### Task directions
Arrange the lines of the records as a numbered list, from the start of the records through the line containing "point(314, 380)", skipping blank lines. Leave the pictures out of the answer.

A block of data:
________________

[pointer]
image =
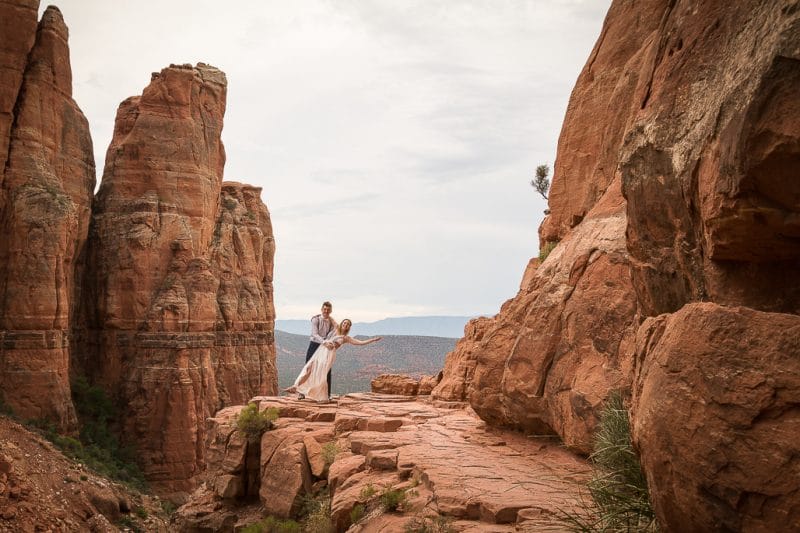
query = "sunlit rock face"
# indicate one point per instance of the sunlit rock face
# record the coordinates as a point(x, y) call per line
point(45, 200)
point(181, 317)
point(675, 183)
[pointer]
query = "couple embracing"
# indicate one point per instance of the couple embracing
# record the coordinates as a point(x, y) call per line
point(314, 380)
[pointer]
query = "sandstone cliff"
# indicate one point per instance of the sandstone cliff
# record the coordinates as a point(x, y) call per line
point(675, 183)
point(160, 287)
point(45, 204)
point(180, 270)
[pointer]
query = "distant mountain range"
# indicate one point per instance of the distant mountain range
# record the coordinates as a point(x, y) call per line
point(356, 366)
point(434, 326)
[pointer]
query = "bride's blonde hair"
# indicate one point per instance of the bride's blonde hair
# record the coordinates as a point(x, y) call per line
point(344, 329)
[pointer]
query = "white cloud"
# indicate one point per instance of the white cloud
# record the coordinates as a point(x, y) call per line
point(394, 141)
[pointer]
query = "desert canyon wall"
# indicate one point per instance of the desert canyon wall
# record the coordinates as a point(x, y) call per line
point(159, 288)
point(675, 204)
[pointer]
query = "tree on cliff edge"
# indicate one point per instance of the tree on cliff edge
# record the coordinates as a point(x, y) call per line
point(540, 182)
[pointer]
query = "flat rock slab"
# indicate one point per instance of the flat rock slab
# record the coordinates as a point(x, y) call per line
point(475, 473)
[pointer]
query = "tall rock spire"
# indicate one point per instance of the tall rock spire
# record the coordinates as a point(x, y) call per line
point(46, 200)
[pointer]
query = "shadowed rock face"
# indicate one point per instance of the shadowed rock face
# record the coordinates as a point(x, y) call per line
point(675, 182)
point(181, 319)
point(716, 418)
point(45, 205)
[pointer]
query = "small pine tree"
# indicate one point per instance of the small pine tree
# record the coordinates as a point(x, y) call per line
point(540, 182)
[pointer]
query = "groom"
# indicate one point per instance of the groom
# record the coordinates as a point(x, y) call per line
point(321, 330)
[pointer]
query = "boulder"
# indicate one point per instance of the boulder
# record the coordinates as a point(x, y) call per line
point(714, 417)
point(45, 201)
point(395, 384)
point(180, 265)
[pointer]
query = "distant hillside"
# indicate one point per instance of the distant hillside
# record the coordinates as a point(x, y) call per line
point(435, 326)
point(356, 366)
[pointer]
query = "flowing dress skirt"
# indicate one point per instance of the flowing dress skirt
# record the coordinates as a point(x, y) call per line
point(313, 378)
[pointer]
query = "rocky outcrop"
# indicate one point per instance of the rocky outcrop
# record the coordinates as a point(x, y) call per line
point(404, 385)
point(674, 183)
point(45, 204)
point(715, 418)
point(709, 167)
point(180, 265)
point(449, 465)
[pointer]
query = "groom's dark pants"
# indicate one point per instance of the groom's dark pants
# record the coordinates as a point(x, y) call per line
point(312, 347)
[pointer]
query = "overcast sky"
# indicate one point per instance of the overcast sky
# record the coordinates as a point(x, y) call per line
point(394, 140)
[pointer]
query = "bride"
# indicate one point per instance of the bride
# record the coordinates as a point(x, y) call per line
point(313, 378)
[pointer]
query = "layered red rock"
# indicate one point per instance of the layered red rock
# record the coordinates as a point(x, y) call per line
point(181, 270)
point(45, 203)
point(18, 21)
point(715, 417)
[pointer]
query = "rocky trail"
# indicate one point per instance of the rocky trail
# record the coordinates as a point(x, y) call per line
point(440, 454)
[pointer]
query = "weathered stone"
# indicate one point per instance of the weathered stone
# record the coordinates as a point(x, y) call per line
point(45, 200)
point(395, 384)
point(285, 473)
point(18, 20)
point(229, 486)
point(181, 265)
point(714, 386)
point(715, 147)
point(546, 362)
point(382, 459)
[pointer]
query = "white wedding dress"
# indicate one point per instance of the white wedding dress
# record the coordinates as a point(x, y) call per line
point(313, 378)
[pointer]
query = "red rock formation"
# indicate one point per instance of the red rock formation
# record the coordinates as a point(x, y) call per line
point(446, 461)
point(181, 268)
point(18, 20)
point(45, 202)
point(709, 166)
point(546, 362)
point(715, 418)
point(674, 183)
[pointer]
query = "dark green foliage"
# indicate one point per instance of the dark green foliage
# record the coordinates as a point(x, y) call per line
point(620, 500)
point(252, 423)
point(426, 524)
point(546, 249)
point(540, 181)
point(356, 513)
point(392, 499)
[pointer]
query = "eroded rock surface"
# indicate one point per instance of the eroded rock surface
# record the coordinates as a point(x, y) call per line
point(447, 461)
point(715, 417)
point(45, 203)
point(180, 265)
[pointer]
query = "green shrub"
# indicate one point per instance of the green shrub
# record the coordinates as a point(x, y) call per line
point(356, 513)
point(168, 507)
point(329, 451)
point(546, 249)
point(272, 525)
point(392, 499)
point(618, 491)
point(252, 423)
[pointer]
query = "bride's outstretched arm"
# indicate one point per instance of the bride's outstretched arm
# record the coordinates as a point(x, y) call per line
point(357, 342)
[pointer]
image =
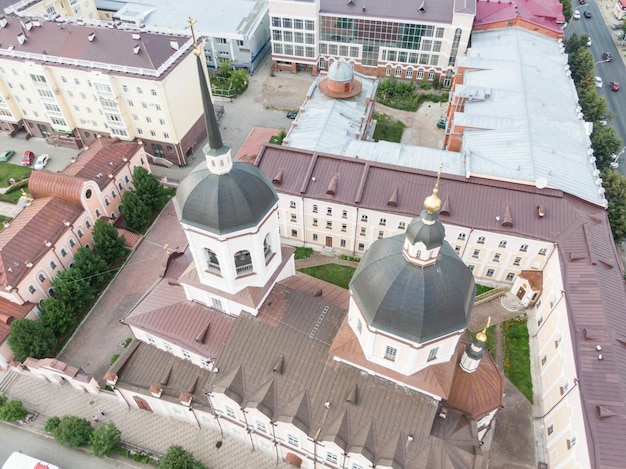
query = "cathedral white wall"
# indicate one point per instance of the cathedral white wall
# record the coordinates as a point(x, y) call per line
point(410, 357)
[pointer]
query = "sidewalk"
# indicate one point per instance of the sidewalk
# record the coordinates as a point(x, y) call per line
point(139, 428)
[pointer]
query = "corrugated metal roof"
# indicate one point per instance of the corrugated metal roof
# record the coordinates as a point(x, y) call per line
point(530, 112)
point(218, 16)
point(328, 124)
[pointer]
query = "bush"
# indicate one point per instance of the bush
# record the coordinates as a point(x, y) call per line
point(178, 457)
point(52, 424)
point(72, 431)
point(105, 439)
point(12, 410)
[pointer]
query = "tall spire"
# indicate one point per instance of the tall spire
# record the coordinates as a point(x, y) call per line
point(474, 351)
point(213, 131)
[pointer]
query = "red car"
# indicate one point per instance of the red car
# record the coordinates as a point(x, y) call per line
point(27, 158)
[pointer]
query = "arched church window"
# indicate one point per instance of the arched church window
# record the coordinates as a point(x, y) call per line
point(267, 248)
point(243, 263)
point(213, 264)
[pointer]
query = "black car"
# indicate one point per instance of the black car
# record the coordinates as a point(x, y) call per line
point(607, 56)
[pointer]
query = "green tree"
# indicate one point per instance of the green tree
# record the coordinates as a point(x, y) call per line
point(136, 213)
point(615, 193)
point(51, 424)
point(72, 289)
point(72, 431)
point(108, 244)
point(178, 457)
point(605, 143)
point(239, 81)
point(148, 188)
point(29, 338)
point(105, 439)
point(91, 266)
point(225, 68)
point(12, 410)
point(57, 316)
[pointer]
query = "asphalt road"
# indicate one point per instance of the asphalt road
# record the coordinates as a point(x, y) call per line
point(602, 40)
point(37, 446)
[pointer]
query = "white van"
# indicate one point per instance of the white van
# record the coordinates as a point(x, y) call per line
point(22, 461)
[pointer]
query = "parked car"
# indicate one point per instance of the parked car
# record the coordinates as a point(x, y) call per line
point(42, 161)
point(27, 158)
point(6, 155)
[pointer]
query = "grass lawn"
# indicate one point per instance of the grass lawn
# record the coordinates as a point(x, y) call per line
point(388, 129)
point(480, 289)
point(517, 356)
point(339, 275)
point(302, 253)
point(3, 219)
point(8, 171)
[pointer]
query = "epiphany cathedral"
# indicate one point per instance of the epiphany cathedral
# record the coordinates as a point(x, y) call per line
point(380, 376)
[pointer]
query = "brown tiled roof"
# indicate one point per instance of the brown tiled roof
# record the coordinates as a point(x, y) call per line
point(300, 328)
point(188, 324)
point(48, 184)
point(104, 157)
point(476, 393)
point(142, 366)
point(11, 312)
point(110, 46)
point(592, 272)
point(25, 239)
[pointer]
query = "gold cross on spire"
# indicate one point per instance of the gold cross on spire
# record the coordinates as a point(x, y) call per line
point(432, 202)
point(191, 22)
point(482, 335)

________________

### Exercise response
1. [pointer]
2. image =
3. query = "sunlit rock face"
4. # indicate one point per instance of the sunlit rock face
5. # record the coordinates as a point(x, y) call per line
6. point(45, 200)
7. point(181, 317)
8. point(675, 183)
9. [pointer]
10. query = "couple embracing"
11. # indicate one point per instance of the couple embracing
12. # record the coordinates as a point(x, y) call per line
13. point(314, 380)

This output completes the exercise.